Entries supplied
# # # #
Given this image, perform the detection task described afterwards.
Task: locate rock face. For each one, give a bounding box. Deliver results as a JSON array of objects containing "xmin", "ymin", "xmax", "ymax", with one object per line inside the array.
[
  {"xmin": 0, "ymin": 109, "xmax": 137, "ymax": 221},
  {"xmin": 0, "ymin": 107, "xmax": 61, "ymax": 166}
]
# # # #
Work task
Once you have read the entries above, copy them out exactly as they were given.

Written response
Given this image, perform the detection task described afterwards.
Task: locate rock face. For each one, give a bounding box. Deliver results as a JSON array of objects containing "xmin", "ymin", "xmax", "ymax", with one object per line inside the array.
[
  {"xmin": 0, "ymin": 109, "xmax": 137, "ymax": 221},
  {"xmin": 0, "ymin": 107, "xmax": 61, "ymax": 166}
]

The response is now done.